(begin)
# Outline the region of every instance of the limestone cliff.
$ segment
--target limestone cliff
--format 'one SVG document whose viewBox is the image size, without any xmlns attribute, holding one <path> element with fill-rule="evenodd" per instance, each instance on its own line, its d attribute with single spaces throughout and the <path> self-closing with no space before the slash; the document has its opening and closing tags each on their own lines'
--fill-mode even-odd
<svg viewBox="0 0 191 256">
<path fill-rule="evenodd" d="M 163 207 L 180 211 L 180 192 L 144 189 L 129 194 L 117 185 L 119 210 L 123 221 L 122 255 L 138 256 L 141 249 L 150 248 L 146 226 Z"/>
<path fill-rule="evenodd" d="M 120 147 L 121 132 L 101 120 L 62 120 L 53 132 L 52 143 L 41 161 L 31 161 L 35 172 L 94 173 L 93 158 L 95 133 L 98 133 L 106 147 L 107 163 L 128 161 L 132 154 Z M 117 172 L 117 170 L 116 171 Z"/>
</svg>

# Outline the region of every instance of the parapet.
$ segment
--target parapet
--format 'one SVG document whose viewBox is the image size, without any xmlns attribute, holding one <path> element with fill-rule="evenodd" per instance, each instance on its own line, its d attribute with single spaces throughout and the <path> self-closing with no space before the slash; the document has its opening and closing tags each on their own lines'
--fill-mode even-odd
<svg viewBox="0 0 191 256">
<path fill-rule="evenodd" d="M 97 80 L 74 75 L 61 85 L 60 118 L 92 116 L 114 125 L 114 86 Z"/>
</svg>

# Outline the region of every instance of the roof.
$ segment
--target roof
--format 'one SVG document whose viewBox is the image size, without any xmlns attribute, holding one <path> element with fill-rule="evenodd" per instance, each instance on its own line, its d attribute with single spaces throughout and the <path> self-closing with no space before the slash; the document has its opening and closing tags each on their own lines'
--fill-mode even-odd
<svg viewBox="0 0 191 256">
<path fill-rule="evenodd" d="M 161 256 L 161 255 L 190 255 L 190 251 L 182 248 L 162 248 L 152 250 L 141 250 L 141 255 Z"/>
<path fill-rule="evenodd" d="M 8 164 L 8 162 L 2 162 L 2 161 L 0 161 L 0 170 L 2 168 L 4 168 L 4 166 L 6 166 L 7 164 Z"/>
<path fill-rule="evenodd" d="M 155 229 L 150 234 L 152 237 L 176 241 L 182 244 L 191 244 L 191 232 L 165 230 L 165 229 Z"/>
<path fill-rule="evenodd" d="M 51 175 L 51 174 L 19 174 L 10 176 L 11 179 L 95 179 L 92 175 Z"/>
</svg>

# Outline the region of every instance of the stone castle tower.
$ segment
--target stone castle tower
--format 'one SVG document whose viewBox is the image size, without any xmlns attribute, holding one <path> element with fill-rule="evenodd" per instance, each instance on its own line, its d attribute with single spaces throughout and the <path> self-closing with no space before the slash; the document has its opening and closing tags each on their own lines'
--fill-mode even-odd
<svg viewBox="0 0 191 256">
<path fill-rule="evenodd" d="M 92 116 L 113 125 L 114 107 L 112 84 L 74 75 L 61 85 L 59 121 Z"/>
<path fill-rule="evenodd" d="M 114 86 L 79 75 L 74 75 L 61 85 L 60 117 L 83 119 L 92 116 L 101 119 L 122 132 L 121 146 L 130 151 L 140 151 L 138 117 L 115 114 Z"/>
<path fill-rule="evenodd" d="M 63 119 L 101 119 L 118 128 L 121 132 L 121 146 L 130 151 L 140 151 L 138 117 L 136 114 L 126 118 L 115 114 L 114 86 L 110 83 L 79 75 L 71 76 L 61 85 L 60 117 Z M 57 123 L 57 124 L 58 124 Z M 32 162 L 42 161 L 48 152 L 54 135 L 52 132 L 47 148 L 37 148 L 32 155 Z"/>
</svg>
(end)
### WHAT THE EXERCISE ASKS
Reproduce the records above from the start up to and including the line containing "163 207 L 180", requests included, and add 127 to every number in the answers, meaning the viewBox values and the path coordinates.

### ANSWER BELOW
# Outline the region of every instance of the limestone cliff.
$ segment
--target limestone cliff
--format 'one SVG document whose viewBox is the image size, without any xmlns attribute, holding one <path> element with fill-rule="evenodd" per instance, each instance on its own line, its d attribute with single spaces throughout and the <path> self-closing with no space before the slash; the document has its opening and closing tags each on their own lines'
--fill-mode even-odd
<svg viewBox="127 127 318 383">
<path fill-rule="evenodd" d="M 290 334 L 307 338 L 307 319 L 271 316 L 256 321 L 244 312 L 246 337 L 250 348 L 249 382 L 265 383 L 268 376 L 277 375 L 273 353 Z"/>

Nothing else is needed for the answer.